-- Job --
Count the lines below that contain the string "barrier", with uppercase and lowercase treated as different, and reply with the number alone.

-- Materials provided --

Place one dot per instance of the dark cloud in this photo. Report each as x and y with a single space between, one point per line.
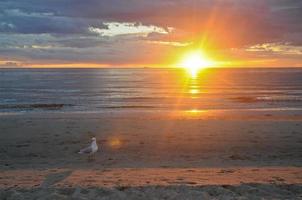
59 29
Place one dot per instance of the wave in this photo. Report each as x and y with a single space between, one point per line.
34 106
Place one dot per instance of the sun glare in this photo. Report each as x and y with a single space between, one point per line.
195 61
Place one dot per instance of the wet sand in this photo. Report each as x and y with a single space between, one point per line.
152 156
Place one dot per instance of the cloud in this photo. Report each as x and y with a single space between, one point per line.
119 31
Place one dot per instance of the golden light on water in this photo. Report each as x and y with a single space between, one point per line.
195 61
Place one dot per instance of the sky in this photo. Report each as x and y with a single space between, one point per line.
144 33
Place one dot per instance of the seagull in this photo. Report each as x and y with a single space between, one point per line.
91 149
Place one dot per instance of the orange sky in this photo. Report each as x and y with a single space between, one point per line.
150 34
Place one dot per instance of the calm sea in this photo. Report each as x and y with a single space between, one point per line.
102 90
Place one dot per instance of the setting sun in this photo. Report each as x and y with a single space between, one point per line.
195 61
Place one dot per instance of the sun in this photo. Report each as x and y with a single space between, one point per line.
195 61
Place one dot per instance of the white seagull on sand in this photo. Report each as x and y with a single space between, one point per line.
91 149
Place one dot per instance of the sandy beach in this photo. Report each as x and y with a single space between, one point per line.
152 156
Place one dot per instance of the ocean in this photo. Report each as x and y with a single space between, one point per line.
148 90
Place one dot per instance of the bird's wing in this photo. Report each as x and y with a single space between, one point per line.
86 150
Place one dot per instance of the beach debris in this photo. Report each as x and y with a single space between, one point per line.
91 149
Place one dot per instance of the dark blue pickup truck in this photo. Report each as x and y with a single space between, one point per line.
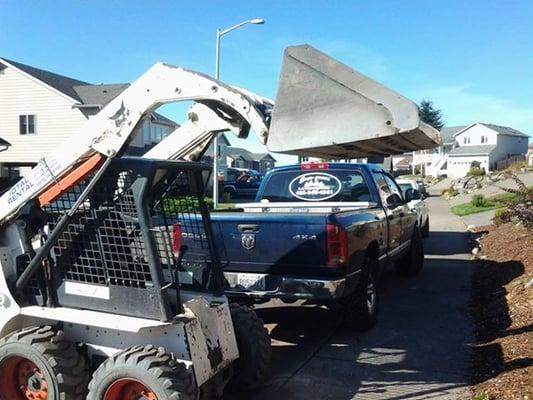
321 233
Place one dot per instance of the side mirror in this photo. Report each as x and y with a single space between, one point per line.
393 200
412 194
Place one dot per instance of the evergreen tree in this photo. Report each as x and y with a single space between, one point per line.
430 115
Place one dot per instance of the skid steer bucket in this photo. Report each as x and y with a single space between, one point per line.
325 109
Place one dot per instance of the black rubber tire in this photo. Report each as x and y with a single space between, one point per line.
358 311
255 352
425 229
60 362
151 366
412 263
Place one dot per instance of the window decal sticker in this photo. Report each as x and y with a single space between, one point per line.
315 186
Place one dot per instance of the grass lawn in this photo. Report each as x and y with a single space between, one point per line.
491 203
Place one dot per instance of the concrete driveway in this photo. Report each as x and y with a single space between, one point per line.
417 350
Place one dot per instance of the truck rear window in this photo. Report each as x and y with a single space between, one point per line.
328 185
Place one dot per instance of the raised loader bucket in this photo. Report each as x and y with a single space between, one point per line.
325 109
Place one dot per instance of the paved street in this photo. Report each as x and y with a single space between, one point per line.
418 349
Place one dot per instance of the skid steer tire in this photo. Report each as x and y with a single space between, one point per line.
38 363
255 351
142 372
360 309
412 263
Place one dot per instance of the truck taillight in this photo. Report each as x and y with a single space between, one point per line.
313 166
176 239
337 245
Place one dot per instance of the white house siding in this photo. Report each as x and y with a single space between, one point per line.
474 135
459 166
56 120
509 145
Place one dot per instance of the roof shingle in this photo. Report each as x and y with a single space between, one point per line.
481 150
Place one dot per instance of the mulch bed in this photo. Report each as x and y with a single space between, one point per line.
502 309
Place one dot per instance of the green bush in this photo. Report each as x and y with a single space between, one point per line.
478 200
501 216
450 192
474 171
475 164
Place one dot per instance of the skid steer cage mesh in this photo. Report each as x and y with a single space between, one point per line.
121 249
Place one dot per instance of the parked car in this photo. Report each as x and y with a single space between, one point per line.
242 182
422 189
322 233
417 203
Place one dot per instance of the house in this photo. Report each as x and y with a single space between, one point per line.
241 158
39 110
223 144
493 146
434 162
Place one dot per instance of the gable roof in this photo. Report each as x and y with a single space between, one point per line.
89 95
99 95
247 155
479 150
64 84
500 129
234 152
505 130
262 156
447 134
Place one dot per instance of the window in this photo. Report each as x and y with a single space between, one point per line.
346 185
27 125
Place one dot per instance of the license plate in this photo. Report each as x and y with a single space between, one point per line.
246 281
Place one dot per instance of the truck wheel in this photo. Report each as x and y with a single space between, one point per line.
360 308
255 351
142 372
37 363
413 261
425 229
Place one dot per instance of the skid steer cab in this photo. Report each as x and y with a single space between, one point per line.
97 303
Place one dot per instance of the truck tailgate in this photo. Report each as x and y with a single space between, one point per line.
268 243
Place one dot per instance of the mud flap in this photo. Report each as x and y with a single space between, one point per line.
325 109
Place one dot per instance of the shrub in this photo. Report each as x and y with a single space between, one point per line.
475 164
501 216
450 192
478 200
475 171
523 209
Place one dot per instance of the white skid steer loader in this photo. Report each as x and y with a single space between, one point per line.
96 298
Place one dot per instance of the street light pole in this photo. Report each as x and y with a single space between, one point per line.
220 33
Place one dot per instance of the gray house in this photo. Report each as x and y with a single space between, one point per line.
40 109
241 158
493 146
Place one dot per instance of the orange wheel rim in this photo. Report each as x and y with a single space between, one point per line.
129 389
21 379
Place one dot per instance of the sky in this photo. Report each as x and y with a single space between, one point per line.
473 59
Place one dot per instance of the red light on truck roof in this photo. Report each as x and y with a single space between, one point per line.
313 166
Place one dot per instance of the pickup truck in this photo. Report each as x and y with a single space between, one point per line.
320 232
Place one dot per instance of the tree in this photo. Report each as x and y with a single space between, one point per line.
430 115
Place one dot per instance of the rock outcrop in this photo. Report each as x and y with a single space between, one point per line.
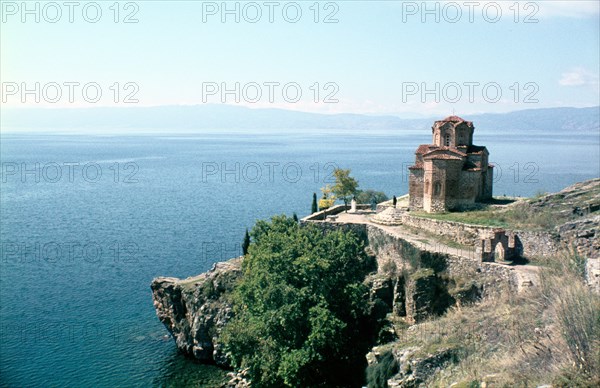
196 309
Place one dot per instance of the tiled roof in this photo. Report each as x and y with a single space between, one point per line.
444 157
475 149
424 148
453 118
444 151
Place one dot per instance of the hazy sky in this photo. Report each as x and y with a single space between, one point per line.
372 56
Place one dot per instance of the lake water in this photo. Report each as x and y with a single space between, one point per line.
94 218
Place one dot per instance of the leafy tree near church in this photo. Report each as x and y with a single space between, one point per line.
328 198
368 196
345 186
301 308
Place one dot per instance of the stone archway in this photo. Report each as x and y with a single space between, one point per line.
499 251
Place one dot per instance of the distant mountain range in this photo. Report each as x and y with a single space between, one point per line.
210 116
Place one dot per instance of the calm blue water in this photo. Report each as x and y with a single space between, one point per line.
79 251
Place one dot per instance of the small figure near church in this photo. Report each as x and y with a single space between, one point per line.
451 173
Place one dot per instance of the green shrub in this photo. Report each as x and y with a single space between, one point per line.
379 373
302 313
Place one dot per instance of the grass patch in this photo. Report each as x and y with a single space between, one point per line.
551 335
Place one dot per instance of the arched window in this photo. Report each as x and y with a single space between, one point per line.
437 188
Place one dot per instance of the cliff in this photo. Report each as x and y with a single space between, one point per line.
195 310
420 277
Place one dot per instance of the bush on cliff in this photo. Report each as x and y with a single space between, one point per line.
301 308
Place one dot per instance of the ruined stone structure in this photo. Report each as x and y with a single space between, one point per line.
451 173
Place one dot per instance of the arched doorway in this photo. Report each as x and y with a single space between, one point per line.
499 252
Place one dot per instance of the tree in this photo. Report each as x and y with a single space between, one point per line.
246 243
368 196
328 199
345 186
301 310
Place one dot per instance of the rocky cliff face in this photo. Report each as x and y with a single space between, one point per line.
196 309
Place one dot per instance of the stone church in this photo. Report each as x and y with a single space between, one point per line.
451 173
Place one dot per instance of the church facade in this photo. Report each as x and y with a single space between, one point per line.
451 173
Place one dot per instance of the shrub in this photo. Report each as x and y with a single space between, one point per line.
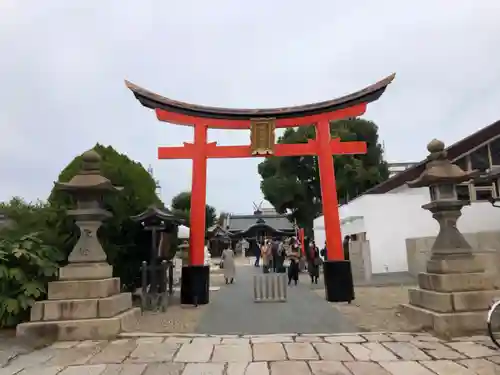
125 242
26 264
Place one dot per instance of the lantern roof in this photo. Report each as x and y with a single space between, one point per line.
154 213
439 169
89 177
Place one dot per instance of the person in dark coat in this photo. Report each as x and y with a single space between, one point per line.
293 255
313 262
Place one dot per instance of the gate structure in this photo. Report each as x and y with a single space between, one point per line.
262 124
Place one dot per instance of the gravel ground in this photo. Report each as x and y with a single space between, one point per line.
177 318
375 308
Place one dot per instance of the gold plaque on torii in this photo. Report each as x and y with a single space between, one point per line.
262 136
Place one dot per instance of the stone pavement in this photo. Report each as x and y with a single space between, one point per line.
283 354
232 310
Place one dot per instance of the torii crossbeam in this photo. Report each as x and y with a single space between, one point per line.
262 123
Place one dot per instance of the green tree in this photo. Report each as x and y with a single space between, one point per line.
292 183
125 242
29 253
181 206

...

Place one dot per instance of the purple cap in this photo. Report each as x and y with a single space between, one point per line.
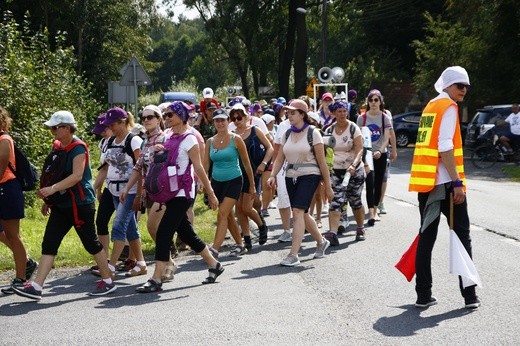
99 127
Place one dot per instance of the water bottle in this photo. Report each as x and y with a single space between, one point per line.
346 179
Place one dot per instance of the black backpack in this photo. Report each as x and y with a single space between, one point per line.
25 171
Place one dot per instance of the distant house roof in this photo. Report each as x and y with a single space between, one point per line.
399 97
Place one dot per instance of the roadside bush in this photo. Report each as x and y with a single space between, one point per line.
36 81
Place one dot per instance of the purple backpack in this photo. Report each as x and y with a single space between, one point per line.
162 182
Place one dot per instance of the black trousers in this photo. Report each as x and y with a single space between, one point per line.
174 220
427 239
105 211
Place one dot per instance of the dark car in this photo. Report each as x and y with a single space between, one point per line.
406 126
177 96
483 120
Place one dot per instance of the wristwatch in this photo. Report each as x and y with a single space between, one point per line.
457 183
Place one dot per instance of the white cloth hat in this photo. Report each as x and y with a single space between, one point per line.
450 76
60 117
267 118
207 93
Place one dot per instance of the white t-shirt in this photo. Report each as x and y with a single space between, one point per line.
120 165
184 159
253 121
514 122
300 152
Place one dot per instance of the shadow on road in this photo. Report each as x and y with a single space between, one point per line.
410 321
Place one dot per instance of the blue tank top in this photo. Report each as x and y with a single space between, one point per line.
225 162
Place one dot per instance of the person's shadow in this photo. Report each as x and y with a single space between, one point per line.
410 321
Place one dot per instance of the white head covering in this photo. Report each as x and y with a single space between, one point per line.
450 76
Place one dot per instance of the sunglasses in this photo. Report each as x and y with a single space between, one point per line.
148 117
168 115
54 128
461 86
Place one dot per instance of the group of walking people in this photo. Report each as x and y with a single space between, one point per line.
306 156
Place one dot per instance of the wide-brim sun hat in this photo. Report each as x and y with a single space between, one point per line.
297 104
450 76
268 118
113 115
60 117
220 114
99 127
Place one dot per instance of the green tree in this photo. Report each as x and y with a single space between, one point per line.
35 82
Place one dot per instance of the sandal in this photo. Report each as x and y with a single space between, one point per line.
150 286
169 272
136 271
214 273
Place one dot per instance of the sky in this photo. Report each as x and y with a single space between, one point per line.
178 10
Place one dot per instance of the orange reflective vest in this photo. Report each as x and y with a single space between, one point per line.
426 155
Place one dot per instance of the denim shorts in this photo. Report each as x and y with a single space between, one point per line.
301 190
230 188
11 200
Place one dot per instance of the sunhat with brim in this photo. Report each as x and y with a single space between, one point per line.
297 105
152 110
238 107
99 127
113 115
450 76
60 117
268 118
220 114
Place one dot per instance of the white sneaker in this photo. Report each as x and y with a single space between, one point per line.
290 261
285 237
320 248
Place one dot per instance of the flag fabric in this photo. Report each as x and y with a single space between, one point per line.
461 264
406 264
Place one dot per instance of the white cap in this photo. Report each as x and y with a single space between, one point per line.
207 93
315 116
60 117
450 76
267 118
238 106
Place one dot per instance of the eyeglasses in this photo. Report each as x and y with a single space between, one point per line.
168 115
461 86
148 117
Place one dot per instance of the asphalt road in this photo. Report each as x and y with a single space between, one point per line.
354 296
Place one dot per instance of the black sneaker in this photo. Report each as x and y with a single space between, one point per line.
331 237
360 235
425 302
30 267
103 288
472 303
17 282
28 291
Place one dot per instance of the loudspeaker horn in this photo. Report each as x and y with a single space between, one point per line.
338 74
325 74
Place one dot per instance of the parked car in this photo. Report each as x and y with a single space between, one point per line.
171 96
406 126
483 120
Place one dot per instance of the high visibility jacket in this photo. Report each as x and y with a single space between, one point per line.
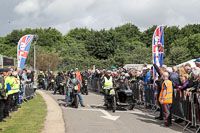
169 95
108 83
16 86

--

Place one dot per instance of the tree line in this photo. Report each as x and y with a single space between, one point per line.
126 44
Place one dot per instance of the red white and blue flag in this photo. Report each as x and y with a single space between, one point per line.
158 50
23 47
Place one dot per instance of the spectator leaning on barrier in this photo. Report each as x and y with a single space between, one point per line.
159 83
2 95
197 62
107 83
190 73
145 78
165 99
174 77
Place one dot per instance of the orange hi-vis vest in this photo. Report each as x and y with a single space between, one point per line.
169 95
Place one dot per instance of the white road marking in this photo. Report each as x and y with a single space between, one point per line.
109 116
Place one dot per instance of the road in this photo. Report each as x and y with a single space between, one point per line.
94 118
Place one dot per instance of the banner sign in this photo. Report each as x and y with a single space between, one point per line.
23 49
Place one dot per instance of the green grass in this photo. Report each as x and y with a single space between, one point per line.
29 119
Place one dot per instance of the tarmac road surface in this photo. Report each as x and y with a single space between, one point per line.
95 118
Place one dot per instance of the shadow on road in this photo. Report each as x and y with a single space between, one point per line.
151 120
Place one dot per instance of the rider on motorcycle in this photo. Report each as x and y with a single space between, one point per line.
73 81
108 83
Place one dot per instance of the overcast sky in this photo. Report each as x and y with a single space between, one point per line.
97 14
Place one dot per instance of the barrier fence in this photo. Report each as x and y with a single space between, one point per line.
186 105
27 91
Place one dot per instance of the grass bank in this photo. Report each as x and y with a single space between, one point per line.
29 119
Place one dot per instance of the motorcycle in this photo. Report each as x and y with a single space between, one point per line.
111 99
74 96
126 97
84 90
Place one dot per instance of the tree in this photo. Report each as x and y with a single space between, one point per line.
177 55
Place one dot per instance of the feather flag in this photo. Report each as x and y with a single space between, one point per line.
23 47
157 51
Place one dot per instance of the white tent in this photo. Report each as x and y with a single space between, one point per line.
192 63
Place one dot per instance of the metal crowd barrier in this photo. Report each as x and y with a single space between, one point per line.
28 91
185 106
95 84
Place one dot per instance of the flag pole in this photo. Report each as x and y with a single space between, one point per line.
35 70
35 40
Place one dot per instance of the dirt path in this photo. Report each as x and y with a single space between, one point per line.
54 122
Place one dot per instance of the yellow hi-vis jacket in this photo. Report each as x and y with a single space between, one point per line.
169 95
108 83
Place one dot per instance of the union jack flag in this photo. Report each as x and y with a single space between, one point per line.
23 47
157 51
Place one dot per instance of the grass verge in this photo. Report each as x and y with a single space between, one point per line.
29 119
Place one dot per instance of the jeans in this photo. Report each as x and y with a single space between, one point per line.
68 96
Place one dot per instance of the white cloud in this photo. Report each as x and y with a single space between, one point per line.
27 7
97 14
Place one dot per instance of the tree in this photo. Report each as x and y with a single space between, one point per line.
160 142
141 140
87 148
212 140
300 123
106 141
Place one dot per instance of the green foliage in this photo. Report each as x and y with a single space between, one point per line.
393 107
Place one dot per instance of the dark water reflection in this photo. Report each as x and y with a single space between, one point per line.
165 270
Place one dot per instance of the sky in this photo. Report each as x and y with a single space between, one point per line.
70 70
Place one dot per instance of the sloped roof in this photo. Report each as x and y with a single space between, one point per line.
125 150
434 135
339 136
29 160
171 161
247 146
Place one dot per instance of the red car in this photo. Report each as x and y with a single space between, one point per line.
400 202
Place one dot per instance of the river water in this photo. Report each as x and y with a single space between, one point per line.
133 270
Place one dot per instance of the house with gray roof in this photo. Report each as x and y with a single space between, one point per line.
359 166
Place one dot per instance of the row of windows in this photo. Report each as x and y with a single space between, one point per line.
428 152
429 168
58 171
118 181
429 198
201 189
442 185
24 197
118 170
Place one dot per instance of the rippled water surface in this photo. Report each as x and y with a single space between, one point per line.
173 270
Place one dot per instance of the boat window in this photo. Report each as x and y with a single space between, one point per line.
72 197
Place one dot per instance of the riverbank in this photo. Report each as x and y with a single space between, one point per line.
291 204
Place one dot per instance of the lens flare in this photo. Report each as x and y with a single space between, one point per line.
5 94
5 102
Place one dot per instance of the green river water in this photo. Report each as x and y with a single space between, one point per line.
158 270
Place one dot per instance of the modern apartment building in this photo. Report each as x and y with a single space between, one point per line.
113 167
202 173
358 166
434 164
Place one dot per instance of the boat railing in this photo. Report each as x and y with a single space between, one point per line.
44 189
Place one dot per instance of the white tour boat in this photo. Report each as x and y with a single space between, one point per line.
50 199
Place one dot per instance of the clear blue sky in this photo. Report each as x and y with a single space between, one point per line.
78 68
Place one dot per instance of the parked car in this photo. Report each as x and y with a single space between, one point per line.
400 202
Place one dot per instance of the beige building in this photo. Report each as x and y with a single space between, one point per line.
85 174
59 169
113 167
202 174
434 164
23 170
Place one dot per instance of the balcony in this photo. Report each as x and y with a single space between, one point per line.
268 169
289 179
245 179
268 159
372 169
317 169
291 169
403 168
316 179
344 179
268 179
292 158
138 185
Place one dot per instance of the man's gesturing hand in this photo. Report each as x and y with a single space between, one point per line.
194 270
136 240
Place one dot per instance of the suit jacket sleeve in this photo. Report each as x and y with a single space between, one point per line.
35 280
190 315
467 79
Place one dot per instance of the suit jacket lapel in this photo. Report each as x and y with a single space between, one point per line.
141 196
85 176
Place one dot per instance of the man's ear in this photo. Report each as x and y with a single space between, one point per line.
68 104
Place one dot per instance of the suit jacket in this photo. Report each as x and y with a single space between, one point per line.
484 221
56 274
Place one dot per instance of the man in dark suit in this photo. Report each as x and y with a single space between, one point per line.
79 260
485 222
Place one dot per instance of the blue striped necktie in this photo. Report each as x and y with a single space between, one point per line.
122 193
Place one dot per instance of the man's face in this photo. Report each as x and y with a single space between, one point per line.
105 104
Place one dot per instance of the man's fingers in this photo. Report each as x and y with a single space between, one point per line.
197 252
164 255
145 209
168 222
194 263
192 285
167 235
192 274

-- Answer in full --
3